Passage to read »
* * * *
Schedule 7 amends the Technical Standards and Safety Act, 2000 and repeals the Wireless Services Agreements Act, 2013 and all regulations, without replacement. The amendments to the Technical Standards and Safety Act reduce oversight for pressure vessel plants and eliminate Ontario's requirement for labeling upholstered and stuffed articles, such as mattresses and children's toys, with tags that specify the use of new or recycled materials. Additionally, the Schedule repeals the requirements for wireless service providers to write contracts in plain language, and removes the cap on cancellation fees, which, according to the Ontario government, is duplicated in the CRTC Wireless Code.

=== Schedule 8: removing public consultation requirements for long-term care homes ===

Schedule 8 amends the Long-Term Care Homes Act, 2007. This schedule repeals some oversight requirements long-term care homes. Specifically, long-term care homes will now be permitted to deny residency applications without reporting denials to the Ministry of Health and Long-Term Care. Additionally, public consultations will no longer be required prior to the issuing of long-term care home licenses.

=== Schedule 9: removing worker overtime hour and overtime pay requirements ===

Schedule 9 amends the Employment Standards Act, 2000 and the Labour Relations Act, 1995. Changes in this Schedule eliminate the approval requirement to allow employers to expect employees to work more than 48 hours per week, and will also allow employers to average hours worked over four weeks to calculate overtime pay.

Additionally, changes are made to the definition of "non-construction employers", allowing certain employers the power to hire non-union construction workers. Critics argue that these changes "effectively cancel any existing bargaining agreements that are in place."

=== Schedule 10: removing environmental protections in sensitive areas ===

Schedule 10 amends the Planning Act, allowing for the creation of so-called "Open for Business" planning by-laws.

==== "Open for Business" planning by-laws ====

According to the government, the amendments to the Planning Act will "cut red tape" and "shorten the time it takes to build projects that create jobs." However, these provisions have been criticized by environmental protection groups, farmers, and politicians from across the political spectrum.

The provisions will allow developers to bypass the protections in the Clean Water Act, and other acts which protect the Great Lakes, Lake Simcoe, the Ontario Greenbelt, and the Oak Ridges Moraine. It also bypasses the requirements in the Places to Grow Act which prohibits green-field development except in specific areas designated for future growth. During the election, Doug Ford had promised to protect the Greenbelt "in its entirety." Dr. Anne Bell, the Director of Conservation and Education at Ontario Nature, claims that the legislation "overrides crucial protections for clean water, farmland, wetlands, woodlands, and habitat for endangered species, in numerous provincial laws and policies."

=== Schedule 11: regarding private career colleges ===

Schedule 11 amends the Private Career Colleges Act, 2005. The government claims these amendments will "create registration requirements that make sense, align tuition fee collection with the federal government and reduce unnecessary regulatory notices."

=== Schedule 12: regarding cab cards in commercial trucks ===

Schedule 12 amends the Highway Traffic Act. According to the government, the amendments change the rules regarding cab cards in commercial trucks.

== Other changes ==

In addition to the text in Bill 66, the Government of Ontario's backgrounder listed several other intended effects in the legislation. These include relaxing food safety standards across the agricultural sector (including changes to the Milk Act, the Food Safety and Quality Act, the Nutrient Management Act, and the Livestock Medicines Act), modifying regulations regarding industrial safety guardrails, expanding the autonomous vehicle pilot program, permitting electric motorcycles on major highways, change rules for loans from credit unions, and removing some industrial wastewater regulations. However, none of these changes are within the current text of the bill.
* * * *
Your tasks »
- 1) Based on the passage on Bill 66, answer yes or no to each statement and quote the words that decide it. (a) Under Schedule 8, long-term care homes may deny residency applications without reporting the denials to the Ministry of Health and Long-Term Care. (b) Schedule 12 amends the Employment Standards Act, 2000. (c) Permitting electric motorcycles on major highways is part of the current text of the bill.
- 2) Quote the passage on Bill 66 starting with "Schedule 9 amends" and going on through "calculate overtime pay.".

Referring expression data
* * * *
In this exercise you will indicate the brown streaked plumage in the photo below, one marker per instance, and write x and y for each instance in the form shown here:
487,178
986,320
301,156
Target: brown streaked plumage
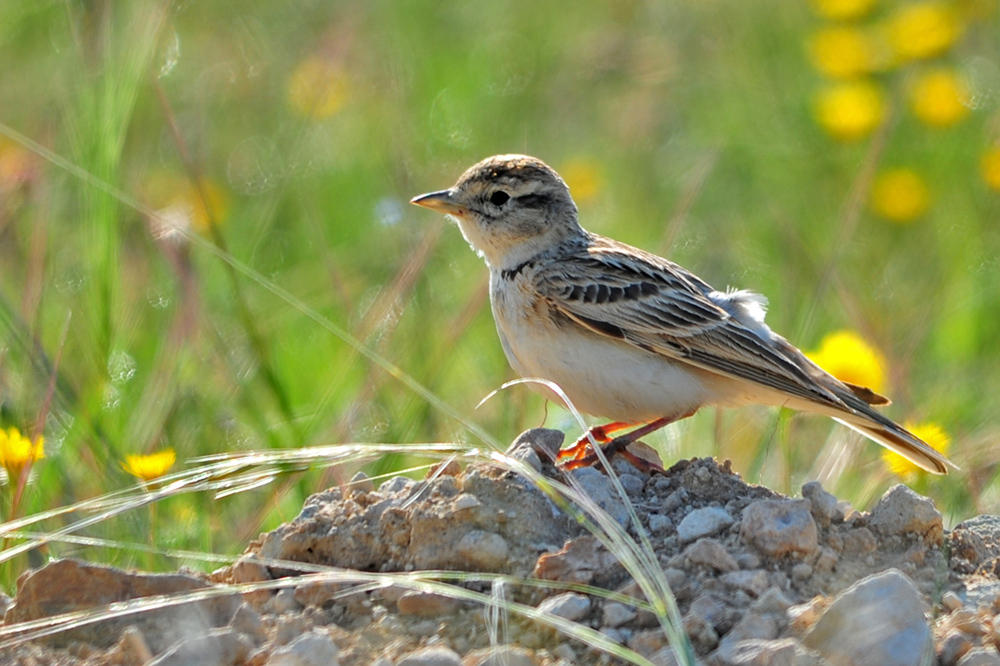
629,335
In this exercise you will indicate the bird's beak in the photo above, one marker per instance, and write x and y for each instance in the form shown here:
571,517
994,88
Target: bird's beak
443,201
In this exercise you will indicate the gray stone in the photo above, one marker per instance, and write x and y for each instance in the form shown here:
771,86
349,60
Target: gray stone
544,442
599,488
756,652
659,523
248,622
426,604
878,621
752,626
569,605
709,553
780,527
285,602
773,602
361,483
902,511
974,542
222,647
432,656
954,646
822,504
616,614
703,522
664,657
311,649
482,550
980,657
632,484
753,582
504,655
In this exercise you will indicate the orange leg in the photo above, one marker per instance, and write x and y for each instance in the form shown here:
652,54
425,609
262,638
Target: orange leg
601,435
580,455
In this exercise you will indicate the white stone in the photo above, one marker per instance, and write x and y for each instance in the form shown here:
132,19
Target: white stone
312,649
703,522
878,621
569,605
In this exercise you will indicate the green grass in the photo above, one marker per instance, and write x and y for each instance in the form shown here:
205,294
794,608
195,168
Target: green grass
697,115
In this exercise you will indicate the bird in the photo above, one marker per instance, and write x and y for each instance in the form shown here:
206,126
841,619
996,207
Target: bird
628,335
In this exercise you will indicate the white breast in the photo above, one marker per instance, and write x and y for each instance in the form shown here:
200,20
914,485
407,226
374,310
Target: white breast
601,375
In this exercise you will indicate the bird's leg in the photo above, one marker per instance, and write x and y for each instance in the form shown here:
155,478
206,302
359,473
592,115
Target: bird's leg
601,435
620,445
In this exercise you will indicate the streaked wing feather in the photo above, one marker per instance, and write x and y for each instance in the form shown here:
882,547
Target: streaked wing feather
672,315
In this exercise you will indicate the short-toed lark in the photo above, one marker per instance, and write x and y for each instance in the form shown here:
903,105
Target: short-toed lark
626,334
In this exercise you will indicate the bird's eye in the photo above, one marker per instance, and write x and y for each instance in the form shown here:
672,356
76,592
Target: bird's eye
499,198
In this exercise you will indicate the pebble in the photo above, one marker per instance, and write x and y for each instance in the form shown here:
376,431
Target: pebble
801,571
599,488
632,484
773,601
504,655
432,656
757,652
248,622
902,511
658,523
780,527
878,621
482,551
426,604
545,442
311,649
465,501
664,657
703,522
751,626
980,657
569,605
361,483
953,647
615,614
284,602
710,553
754,582
223,646
951,601
822,504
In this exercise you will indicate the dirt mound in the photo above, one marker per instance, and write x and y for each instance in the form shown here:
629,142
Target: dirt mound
759,578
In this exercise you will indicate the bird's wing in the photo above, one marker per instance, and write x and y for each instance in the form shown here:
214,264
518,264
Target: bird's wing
656,305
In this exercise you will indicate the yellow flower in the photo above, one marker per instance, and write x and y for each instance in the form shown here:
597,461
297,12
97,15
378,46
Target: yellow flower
17,165
583,176
150,466
928,431
851,110
318,88
842,52
900,195
16,451
940,97
920,30
850,359
843,10
990,167
181,204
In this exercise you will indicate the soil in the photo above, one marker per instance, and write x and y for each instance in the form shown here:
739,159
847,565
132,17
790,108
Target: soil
758,578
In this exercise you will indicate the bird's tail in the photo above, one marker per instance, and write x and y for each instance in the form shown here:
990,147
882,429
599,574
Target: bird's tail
897,438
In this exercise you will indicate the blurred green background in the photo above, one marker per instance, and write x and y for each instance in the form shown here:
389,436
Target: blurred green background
840,157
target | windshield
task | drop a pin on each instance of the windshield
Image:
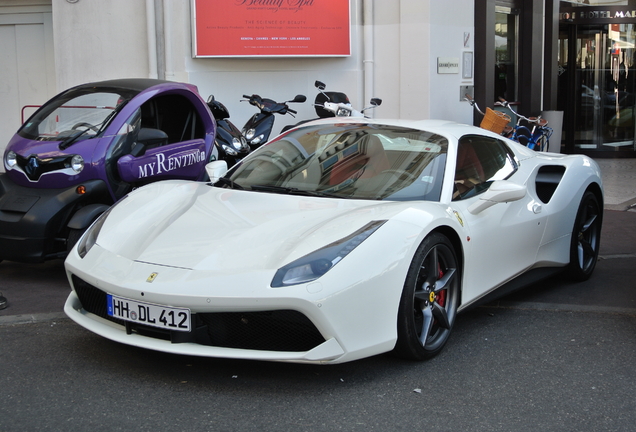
(83, 110)
(362, 161)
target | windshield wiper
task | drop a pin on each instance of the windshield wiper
(228, 182)
(293, 191)
(100, 127)
(72, 138)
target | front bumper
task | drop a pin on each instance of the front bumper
(238, 315)
(33, 221)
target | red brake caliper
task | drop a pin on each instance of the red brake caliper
(441, 295)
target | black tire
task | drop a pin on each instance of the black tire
(586, 238)
(429, 300)
(73, 237)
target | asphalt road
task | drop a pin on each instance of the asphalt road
(555, 356)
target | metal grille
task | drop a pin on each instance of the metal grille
(279, 330)
(282, 330)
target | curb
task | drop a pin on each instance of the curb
(32, 318)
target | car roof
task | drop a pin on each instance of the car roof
(135, 84)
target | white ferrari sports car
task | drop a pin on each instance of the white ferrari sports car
(338, 240)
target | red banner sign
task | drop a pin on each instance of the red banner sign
(271, 28)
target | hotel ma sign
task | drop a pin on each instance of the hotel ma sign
(596, 15)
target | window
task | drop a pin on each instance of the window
(480, 161)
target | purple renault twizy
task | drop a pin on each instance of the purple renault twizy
(89, 146)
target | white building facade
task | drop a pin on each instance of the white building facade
(51, 45)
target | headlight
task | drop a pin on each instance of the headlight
(229, 150)
(11, 159)
(258, 139)
(249, 134)
(312, 266)
(77, 163)
(343, 112)
(237, 144)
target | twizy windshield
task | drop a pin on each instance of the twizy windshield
(86, 110)
(362, 161)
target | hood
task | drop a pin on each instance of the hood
(194, 225)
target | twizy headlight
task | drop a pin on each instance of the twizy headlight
(77, 163)
(229, 150)
(11, 159)
(343, 112)
(316, 264)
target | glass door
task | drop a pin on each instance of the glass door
(604, 85)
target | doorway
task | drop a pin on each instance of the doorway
(596, 70)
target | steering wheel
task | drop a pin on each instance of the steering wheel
(86, 125)
(400, 173)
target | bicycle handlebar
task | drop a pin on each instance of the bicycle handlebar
(537, 120)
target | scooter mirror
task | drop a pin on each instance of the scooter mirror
(216, 170)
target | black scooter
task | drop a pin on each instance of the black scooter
(230, 142)
(258, 128)
(334, 104)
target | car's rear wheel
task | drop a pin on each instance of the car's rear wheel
(429, 300)
(586, 238)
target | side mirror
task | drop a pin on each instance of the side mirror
(499, 192)
(216, 170)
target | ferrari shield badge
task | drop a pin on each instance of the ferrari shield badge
(459, 218)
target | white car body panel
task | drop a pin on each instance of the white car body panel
(217, 250)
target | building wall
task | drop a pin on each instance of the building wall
(98, 40)
(27, 66)
(394, 52)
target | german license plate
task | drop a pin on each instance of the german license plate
(154, 315)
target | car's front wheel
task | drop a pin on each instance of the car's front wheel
(586, 238)
(429, 300)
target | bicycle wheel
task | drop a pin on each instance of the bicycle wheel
(542, 143)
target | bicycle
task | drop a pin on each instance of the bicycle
(537, 138)
(494, 121)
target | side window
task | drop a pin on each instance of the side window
(175, 115)
(480, 161)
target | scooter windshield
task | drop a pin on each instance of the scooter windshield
(80, 114)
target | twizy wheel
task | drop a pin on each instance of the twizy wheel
(428, 305)
(586, 238)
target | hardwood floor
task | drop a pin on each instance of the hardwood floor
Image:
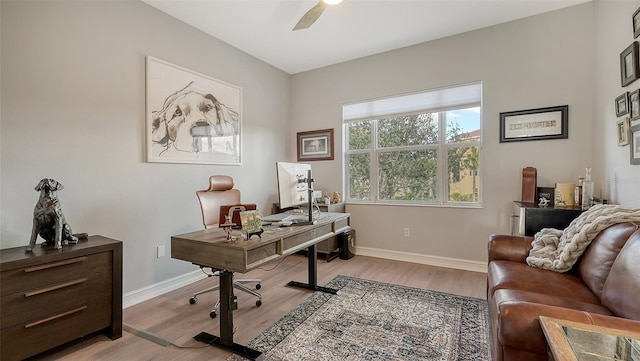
(172, 318)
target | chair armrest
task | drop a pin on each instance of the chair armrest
(509, 248)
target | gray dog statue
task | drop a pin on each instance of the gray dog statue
(48, 220)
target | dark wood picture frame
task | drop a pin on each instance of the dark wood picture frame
(629, 69)
(634, 104)
(315, 145)
(535, 124)
(634, 144)
(636, 23)
(623, 131)
(622, 104)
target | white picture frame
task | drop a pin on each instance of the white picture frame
(191, 117)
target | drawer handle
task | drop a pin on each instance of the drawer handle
(56, 287)
(53, 265)
(60, 315)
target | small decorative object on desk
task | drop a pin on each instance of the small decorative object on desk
(228, 225)
(564, 194)
(529, 184)
(577, 193)
(48, 220)
(587, 190)
(545, 196)
(251, 223)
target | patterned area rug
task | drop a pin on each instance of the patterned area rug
(372, 320)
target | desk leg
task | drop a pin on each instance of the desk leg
(228, 303)
(312, 260)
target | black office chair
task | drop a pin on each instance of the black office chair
(219, 193)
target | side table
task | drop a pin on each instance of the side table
(575, 341)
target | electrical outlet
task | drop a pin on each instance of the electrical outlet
(160, 251)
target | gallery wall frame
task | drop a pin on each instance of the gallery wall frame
(315, 145)
(629, 68)
(622, 104)
(634, 104)
(191, 117)
(636, 23)
(634, 143)
(623, 131)
(535, 124)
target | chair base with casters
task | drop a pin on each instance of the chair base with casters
(237, 284)
(221, 194)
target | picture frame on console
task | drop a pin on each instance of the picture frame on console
(629, 69)
(622, 104)
(315, 145)
(535, 124)
(634, 143)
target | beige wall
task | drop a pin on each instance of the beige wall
(536, 62)
(73, 109)
(72, 97)
(618, 180)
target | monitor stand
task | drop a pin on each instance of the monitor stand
(309, 181)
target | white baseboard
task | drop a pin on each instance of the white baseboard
(157, 289)
(456, 263)
(146, 293)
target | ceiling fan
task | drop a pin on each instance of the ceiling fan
(313, 14)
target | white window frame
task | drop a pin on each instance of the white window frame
(367, 111)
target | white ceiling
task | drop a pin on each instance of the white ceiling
(350, 30)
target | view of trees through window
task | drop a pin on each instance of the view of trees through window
(415, 158)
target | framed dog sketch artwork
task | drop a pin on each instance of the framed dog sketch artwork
(191, 117)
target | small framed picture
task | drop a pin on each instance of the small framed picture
(623, 131)
(315, 145)
(635, 144)
(535, 124)
(634, 104)
(622, 104)
(629, 70)
(636, 23)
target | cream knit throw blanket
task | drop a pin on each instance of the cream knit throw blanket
(558, 250)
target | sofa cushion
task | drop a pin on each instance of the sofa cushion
(597, 260)
(519, 312)
(521, 277)
(621, 290)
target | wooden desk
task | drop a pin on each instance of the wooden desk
(209, 248)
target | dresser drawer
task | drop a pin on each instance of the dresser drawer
(54, 298)
(41, 275)
(42, 334)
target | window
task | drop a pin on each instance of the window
(421, 148)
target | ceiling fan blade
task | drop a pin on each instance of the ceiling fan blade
(310, 17)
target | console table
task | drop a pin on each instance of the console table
(209, 248)
(530, 218)
(50, 297)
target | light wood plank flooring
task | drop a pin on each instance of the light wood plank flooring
(171, 317)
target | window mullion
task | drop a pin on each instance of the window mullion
(373, 172)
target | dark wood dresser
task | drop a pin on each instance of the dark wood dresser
(49, 297)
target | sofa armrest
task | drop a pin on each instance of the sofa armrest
(509, 248)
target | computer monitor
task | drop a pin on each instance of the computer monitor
(293, 188)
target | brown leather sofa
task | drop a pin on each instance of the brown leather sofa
(602, 288)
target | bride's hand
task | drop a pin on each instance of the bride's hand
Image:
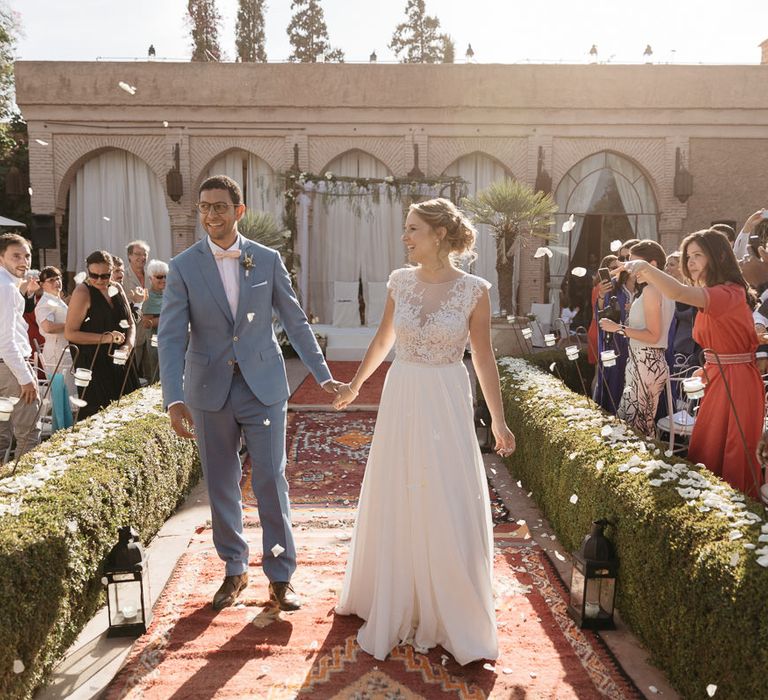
(345, 395)
(505, 440)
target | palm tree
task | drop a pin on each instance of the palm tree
(516, 213)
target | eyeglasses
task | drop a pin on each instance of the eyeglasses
(218, 207)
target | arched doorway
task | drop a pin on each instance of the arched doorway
(259, 183)
(352, 241)
(610, 199)
(480, 170)
(115, 198)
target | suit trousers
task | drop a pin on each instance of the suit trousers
(218, 436)
(22, 425)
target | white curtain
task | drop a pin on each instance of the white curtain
(480, 171)
(351, 240)
(114, 199)
(257, 180)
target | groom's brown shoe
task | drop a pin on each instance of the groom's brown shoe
(229, 590)
(283, 594)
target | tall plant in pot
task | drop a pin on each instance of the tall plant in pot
(516, 214)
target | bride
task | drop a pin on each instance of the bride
(421, 558)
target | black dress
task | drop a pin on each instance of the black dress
(107, 376)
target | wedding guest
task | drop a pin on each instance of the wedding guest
(615, 297)
(647, 329)
(16, 377)
(726, 434)
(421, 559)
(99, 322)
(157, 271)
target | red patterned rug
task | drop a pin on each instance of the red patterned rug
(254, 651)
(310, 394)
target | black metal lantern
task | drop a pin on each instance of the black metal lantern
(126, 577)
(593, 581)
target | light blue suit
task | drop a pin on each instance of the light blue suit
(225, 404)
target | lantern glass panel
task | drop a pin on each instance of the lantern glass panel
(577, 587)
(125, 604)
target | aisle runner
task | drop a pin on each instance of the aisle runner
(310, 394)
(254, 651)
(326, 454)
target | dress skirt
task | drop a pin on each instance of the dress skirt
(421, 558)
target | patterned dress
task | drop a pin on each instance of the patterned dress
(420, 564)
(725, 325)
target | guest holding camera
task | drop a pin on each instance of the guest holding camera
(725, 328)
(648, 332)
(99, 315)
(613, 302)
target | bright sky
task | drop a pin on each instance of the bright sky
(500, 31)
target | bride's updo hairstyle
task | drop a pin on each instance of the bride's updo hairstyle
(460, 234)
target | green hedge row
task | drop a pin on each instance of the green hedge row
(125, 466)
(693, 585)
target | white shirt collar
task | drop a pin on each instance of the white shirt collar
(214, 247)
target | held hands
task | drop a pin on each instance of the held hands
(345, 396)
(505, 439)
(181, 420)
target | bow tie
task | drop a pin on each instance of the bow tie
(222, 254)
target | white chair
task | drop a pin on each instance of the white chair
(543, 314)
(346, 308)
(681, 411)
(377, 299)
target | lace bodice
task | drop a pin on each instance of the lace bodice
(432, 320)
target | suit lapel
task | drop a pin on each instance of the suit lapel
(210, 273)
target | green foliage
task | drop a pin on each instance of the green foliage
(418, 37)
(702, 614)
(249, 31)
(308, 34)
(51, 554)
(515, 213)
(9, 30)
(204, 20)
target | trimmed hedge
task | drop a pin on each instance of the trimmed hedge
(688, 587)
(125, 466)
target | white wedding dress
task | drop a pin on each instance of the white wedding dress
(421, 558)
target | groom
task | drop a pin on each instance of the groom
(231, 381)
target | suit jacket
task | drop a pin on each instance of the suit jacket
(194, 299)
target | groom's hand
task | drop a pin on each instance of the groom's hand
(332, 386)
(181, 420)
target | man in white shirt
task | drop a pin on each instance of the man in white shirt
(16, 377)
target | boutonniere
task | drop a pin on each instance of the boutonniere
(247, 263)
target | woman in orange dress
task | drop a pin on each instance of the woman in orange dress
(728, 428)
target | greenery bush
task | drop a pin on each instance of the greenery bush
(693, 582)
(122, 466)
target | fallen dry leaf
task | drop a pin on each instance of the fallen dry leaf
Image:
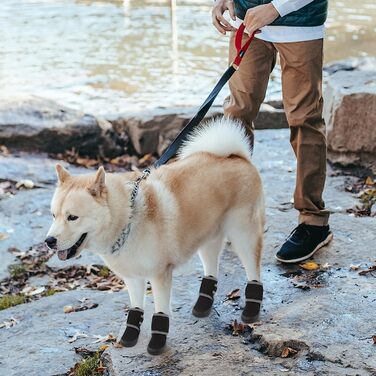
(100, 339)
(354, 267)
(370, 270)
(36, 291)
(233, 295)
(288, 352)
(369, 181)
(68, 309)
(309, 265)
(9, 323)
(3, 236)
(77, 336)
(237, 328)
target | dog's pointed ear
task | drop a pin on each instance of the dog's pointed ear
(62, 173)
(98, 188)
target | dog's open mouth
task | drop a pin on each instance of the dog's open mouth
(71, 252)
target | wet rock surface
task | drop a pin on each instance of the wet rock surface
(39, 124)
(42, 125)
(323, 330)
(349, 111)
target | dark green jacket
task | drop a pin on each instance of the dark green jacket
(313, 14)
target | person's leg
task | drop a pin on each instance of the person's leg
(301, 65)
(248, 85)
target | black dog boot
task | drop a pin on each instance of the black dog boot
(253, 299)
(159, 331)
(132, 331)
(205, 300)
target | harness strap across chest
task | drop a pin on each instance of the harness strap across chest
(182, 136)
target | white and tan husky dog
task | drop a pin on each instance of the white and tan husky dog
(212, 193)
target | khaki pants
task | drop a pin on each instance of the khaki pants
(301, 65)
* * * *
Responses per task »
- 1)
(a) Yes: "long-term care homes will now be permitted to deny residency applications without reporting denials to the Ministry of Health and Long-Term Care"
(b) No: "Schedule 12 amends the Highway Traffic Act."
(c) No: "However, none of these changes are within the current text of the bill."

- 2)
Schedule 9 amends the Employment Standards Act, 2000 and the Labour Relations Act, 1995. Changes in this Schedule eliminate the approval requirement to allow employers to expect employees to work more than 48 hours per week, and will also allow employers to average hours worked over four weeks to calculate overtime pay.